◆ Goal of the exercise
The answer must be every line from the entries below that contains "teeth".

◆ Given information
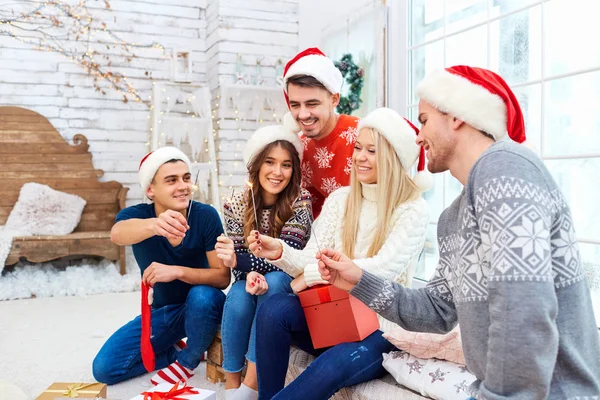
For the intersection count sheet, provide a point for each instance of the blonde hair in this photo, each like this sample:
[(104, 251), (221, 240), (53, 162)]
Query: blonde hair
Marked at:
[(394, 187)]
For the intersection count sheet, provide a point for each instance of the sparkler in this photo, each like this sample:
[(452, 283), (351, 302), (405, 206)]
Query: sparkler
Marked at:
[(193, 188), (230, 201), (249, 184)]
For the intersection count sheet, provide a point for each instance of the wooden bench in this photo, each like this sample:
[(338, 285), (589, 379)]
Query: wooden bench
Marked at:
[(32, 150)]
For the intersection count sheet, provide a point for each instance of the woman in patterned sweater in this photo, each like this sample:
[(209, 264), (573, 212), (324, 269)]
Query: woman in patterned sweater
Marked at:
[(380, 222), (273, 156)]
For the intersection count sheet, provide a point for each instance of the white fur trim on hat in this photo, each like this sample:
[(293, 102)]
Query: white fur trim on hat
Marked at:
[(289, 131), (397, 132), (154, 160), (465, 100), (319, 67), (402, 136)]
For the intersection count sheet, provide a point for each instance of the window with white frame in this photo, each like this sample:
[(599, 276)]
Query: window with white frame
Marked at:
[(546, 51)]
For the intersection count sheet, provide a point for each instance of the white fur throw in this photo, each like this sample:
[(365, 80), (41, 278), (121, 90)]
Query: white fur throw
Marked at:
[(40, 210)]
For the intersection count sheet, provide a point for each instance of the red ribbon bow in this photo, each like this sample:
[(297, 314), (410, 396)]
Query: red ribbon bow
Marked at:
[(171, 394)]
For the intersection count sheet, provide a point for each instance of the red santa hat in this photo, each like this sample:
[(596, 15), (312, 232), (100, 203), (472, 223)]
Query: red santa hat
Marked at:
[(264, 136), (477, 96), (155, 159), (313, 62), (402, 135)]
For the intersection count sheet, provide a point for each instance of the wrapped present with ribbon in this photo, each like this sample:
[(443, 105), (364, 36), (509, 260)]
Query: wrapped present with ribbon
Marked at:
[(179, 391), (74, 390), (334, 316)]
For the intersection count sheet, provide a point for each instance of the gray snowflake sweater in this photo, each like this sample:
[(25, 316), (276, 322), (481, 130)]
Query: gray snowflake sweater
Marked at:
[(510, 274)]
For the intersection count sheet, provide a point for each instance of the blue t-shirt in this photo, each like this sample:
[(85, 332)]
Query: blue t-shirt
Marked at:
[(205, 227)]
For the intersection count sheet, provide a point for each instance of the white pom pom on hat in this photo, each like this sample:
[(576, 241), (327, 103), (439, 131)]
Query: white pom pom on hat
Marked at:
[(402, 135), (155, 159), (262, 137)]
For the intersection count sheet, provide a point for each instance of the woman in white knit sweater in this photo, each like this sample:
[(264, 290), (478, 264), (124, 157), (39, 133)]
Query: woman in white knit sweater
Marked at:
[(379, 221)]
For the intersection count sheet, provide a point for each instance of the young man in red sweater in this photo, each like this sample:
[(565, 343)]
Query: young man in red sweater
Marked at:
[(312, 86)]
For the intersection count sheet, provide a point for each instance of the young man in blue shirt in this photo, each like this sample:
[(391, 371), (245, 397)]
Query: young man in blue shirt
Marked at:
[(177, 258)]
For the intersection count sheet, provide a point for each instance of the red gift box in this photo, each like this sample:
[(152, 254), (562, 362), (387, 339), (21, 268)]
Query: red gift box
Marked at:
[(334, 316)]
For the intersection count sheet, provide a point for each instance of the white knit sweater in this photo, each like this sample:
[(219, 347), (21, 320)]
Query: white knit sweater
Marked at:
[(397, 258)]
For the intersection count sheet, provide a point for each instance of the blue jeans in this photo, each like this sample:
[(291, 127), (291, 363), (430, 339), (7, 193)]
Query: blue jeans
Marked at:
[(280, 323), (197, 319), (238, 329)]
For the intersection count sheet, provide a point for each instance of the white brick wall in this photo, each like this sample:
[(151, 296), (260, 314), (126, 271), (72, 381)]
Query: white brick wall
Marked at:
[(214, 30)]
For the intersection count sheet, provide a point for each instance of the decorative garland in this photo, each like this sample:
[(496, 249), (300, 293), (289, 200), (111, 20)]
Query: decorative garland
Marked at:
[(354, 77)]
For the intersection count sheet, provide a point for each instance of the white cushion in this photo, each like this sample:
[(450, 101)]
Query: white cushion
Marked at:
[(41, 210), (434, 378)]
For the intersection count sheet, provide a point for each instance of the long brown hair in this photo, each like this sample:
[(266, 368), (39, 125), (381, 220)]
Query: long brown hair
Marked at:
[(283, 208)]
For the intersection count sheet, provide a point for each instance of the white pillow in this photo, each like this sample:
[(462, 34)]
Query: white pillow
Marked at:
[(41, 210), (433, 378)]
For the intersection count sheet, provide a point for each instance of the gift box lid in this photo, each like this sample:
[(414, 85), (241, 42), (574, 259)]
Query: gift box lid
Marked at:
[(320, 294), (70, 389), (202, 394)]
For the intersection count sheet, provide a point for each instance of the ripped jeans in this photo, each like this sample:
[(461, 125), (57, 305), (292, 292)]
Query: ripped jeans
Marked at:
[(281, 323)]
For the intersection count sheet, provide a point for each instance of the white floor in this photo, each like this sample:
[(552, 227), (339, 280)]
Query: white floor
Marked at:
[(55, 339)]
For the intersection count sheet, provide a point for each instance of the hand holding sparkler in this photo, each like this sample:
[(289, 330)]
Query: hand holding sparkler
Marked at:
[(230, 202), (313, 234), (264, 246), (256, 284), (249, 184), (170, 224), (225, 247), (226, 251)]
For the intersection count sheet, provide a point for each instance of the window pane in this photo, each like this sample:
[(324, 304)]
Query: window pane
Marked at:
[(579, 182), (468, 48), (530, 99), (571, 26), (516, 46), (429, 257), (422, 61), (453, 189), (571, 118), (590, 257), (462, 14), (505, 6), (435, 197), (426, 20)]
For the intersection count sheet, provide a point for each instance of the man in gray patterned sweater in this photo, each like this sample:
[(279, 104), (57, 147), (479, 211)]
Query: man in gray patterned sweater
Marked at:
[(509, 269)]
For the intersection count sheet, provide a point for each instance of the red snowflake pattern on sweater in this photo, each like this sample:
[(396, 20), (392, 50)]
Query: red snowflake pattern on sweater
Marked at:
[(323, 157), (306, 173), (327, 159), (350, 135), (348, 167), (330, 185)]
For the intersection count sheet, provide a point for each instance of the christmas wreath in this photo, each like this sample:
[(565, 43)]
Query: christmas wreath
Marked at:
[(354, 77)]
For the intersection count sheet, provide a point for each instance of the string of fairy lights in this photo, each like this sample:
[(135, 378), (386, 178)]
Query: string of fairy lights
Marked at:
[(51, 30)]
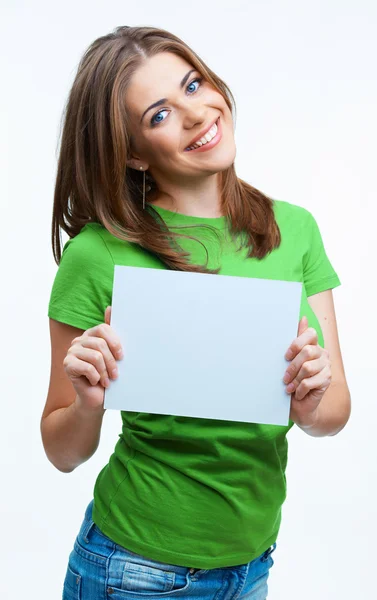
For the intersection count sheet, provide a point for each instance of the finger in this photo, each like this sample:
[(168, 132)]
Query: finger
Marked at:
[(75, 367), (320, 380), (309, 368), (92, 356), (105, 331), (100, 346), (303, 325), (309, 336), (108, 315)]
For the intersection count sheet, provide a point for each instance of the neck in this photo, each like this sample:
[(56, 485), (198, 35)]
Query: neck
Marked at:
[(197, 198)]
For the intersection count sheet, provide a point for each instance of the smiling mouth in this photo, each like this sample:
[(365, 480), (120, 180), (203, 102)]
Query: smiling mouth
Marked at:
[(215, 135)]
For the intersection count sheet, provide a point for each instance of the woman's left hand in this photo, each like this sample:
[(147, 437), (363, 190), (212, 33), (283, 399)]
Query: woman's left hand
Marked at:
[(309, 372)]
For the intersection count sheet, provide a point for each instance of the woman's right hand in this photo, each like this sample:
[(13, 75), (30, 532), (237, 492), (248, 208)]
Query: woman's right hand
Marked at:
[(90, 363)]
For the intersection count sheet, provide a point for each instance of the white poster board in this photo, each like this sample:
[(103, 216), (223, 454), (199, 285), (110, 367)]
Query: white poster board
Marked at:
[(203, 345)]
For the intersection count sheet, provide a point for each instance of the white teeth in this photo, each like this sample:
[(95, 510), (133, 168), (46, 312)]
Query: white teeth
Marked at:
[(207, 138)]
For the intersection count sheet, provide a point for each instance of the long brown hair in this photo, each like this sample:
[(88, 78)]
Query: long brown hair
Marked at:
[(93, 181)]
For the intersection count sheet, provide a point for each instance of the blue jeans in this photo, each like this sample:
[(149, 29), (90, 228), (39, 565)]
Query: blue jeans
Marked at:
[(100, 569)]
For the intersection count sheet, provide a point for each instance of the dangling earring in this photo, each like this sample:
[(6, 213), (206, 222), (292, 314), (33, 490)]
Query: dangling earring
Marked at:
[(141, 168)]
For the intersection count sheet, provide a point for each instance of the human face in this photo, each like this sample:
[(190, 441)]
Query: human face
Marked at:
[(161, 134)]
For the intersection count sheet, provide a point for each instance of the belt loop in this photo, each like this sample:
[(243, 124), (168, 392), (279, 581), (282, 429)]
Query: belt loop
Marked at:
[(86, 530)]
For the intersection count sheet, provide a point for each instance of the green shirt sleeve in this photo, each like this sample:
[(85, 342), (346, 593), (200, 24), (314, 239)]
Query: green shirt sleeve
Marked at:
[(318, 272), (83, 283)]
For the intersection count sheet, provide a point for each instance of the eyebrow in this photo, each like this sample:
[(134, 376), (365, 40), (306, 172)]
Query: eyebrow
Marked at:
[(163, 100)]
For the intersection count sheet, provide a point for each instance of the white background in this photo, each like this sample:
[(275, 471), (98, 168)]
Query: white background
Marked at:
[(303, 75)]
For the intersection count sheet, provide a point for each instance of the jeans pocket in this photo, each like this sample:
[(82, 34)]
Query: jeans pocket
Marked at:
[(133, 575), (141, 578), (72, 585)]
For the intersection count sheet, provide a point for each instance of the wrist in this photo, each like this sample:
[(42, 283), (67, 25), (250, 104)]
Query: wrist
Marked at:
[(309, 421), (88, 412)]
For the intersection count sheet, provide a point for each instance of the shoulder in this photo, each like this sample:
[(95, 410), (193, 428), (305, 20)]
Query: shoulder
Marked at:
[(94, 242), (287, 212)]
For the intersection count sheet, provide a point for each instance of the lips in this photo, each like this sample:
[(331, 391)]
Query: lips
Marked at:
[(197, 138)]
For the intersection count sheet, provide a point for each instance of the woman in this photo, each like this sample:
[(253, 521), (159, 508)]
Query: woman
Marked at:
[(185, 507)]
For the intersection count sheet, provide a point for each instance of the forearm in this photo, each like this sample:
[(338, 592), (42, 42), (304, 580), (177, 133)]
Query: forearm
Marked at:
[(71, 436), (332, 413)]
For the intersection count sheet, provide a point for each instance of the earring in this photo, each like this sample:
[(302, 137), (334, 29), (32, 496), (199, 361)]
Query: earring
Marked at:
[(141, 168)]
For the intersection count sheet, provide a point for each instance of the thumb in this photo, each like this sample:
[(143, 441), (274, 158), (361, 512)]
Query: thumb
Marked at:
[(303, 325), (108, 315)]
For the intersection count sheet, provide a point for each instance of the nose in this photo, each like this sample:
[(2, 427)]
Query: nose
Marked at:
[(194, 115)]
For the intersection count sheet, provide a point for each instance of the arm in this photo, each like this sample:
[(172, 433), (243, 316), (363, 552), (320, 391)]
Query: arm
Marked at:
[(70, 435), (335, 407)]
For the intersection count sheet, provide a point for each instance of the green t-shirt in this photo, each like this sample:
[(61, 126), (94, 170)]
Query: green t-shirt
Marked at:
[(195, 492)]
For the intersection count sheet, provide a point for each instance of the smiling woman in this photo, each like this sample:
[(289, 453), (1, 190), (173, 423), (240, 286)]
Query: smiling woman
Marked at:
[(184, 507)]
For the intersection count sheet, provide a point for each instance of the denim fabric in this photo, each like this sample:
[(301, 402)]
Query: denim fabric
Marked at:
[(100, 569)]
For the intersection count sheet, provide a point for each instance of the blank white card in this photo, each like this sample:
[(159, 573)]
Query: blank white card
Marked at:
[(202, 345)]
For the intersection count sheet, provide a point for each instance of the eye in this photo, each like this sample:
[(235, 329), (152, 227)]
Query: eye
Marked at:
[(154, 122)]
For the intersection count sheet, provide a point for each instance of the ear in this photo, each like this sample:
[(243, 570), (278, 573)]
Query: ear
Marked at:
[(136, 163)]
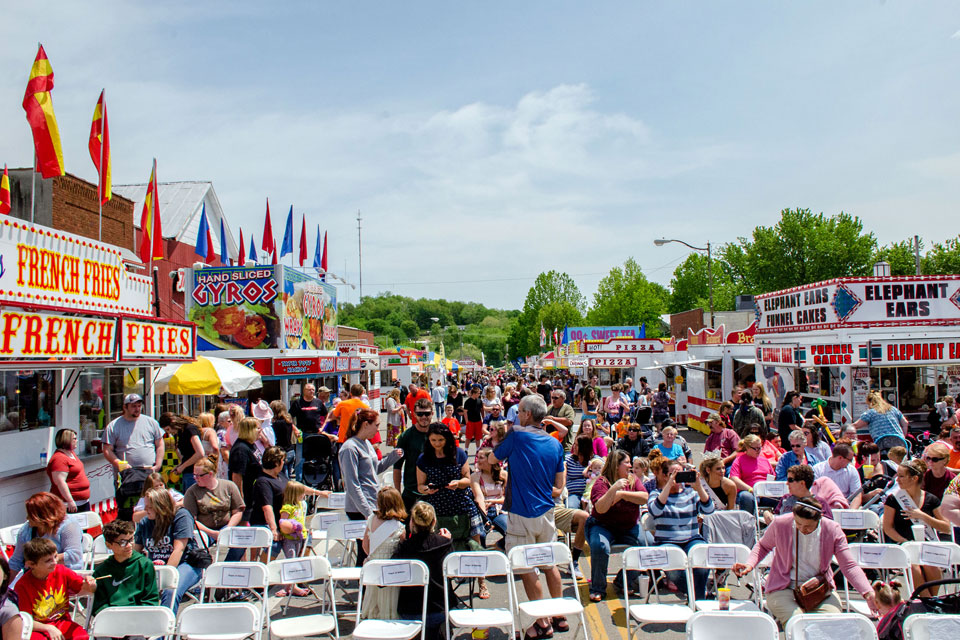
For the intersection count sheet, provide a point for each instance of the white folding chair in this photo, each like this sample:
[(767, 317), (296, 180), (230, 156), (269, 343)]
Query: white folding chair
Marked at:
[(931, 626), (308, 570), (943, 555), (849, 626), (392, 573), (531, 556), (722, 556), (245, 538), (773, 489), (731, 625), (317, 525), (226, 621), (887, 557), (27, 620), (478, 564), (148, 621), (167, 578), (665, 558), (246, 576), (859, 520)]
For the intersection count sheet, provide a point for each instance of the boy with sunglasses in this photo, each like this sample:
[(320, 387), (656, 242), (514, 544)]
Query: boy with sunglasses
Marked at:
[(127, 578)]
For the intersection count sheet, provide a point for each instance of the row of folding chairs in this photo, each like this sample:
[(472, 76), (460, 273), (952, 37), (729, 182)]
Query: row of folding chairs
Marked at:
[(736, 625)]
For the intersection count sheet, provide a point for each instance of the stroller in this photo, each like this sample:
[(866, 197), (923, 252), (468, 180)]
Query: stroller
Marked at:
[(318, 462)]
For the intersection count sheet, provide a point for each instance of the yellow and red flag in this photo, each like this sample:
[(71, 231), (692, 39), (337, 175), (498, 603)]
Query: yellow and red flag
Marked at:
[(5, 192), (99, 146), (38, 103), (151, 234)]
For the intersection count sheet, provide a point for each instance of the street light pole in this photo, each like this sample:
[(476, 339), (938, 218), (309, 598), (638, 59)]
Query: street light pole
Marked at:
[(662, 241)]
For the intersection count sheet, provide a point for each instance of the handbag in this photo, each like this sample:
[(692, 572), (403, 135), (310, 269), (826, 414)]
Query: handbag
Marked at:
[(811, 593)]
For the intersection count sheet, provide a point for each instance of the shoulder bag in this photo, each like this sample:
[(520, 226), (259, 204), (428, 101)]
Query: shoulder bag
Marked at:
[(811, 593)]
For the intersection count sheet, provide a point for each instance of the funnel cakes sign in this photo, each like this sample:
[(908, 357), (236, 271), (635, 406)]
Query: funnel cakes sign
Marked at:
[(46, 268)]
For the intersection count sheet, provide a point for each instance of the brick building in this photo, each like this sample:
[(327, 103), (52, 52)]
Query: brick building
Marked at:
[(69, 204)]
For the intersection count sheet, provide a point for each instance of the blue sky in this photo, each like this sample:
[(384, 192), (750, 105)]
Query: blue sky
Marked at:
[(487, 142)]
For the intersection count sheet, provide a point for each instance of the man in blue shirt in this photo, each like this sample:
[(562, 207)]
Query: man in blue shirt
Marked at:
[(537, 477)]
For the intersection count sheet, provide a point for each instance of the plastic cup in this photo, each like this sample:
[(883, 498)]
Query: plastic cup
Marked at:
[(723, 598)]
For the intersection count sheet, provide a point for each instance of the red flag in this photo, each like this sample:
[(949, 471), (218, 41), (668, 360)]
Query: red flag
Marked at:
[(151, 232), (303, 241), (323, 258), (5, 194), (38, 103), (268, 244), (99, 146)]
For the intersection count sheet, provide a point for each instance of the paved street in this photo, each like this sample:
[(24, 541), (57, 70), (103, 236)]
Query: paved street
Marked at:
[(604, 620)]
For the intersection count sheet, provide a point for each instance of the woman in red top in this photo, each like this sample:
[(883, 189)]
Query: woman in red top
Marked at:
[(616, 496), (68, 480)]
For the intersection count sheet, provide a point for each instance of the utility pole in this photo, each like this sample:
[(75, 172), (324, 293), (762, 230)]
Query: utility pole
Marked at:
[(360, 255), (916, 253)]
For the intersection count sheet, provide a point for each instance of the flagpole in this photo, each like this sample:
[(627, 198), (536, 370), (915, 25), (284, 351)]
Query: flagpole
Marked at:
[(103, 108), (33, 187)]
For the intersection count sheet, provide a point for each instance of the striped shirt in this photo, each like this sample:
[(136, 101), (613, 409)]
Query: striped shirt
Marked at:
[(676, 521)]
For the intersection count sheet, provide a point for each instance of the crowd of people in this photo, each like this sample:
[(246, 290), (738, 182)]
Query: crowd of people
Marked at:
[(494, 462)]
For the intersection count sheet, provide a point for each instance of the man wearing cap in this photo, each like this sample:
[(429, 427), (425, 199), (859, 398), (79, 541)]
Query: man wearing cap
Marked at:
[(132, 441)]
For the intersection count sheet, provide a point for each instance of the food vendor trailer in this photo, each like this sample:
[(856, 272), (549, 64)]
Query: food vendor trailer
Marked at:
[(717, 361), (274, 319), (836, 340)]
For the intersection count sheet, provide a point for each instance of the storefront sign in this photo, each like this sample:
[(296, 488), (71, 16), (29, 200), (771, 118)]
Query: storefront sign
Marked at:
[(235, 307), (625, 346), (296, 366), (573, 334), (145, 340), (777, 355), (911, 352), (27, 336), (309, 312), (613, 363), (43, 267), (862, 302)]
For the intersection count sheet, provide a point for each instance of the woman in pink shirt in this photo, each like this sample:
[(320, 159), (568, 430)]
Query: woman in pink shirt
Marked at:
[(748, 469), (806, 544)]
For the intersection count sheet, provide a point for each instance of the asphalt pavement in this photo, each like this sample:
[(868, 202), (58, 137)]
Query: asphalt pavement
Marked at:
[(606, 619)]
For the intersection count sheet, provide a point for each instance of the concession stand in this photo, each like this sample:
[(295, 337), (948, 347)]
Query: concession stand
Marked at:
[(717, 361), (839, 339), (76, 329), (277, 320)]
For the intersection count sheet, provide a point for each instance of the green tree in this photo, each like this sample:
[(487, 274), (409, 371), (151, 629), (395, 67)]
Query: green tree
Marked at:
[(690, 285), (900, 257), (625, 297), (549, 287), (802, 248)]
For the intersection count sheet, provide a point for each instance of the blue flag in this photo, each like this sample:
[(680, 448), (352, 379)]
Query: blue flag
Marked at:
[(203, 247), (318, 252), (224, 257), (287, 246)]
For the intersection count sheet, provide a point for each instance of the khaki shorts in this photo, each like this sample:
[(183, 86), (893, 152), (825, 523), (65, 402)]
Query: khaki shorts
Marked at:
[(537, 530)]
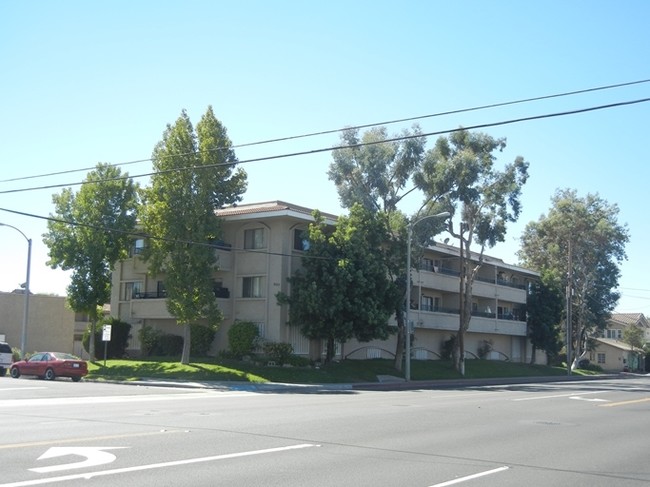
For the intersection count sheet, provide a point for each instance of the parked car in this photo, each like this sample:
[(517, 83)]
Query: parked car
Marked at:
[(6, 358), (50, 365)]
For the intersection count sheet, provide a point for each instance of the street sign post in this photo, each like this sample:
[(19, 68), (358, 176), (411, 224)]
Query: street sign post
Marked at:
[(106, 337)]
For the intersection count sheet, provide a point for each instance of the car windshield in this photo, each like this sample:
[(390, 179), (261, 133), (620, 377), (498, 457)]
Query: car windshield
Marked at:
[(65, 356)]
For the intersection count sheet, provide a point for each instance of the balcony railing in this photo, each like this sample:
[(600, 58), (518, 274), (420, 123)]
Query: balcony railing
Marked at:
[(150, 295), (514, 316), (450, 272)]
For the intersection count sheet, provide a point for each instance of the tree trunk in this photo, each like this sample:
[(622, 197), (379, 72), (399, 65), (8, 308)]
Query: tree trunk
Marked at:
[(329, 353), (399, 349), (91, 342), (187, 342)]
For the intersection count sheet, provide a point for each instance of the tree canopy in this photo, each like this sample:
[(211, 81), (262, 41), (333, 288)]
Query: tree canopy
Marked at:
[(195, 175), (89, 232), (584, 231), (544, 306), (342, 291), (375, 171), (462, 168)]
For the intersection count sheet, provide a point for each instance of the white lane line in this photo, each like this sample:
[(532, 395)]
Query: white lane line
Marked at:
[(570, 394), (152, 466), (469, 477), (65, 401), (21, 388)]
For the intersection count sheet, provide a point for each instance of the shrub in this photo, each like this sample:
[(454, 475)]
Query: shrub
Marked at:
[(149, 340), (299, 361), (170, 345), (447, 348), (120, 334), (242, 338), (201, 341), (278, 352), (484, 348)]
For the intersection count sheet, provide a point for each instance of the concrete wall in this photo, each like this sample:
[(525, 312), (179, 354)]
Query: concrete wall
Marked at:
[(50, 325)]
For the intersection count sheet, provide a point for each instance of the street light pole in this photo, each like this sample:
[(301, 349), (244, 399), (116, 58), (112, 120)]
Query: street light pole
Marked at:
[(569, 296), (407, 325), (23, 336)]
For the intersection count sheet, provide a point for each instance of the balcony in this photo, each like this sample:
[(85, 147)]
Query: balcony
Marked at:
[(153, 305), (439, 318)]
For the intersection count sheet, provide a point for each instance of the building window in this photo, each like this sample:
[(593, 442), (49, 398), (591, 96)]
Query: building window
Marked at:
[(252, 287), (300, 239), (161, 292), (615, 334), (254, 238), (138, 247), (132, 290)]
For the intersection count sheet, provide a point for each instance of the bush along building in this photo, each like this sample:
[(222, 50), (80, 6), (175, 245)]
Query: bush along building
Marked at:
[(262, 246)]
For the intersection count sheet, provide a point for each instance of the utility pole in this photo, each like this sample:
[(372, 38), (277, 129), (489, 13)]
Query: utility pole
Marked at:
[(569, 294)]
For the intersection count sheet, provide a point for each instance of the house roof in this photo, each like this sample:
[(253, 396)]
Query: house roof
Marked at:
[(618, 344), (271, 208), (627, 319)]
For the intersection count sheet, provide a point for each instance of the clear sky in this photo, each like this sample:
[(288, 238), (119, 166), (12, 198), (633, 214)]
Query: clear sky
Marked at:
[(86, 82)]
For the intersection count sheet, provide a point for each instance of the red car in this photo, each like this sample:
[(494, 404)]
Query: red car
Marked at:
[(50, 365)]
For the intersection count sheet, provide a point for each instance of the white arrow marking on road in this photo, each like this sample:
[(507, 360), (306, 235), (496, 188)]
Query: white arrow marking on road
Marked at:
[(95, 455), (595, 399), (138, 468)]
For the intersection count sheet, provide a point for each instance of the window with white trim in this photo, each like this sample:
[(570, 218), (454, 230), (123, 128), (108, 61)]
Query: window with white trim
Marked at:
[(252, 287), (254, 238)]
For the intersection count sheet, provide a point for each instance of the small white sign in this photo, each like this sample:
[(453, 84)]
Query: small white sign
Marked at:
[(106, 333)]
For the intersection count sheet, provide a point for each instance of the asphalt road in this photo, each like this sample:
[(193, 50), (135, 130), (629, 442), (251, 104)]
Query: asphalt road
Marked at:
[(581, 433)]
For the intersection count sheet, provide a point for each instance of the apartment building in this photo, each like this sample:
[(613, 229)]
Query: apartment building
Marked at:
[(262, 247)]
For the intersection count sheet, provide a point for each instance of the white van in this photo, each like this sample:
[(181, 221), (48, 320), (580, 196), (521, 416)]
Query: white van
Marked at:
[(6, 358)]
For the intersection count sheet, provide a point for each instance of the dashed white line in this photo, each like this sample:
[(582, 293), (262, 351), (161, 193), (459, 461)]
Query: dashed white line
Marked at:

◆ Response
For the intersection count sheet, provide a point for each instance of the white teeth in this photo, each like this sample:
Query: white teeth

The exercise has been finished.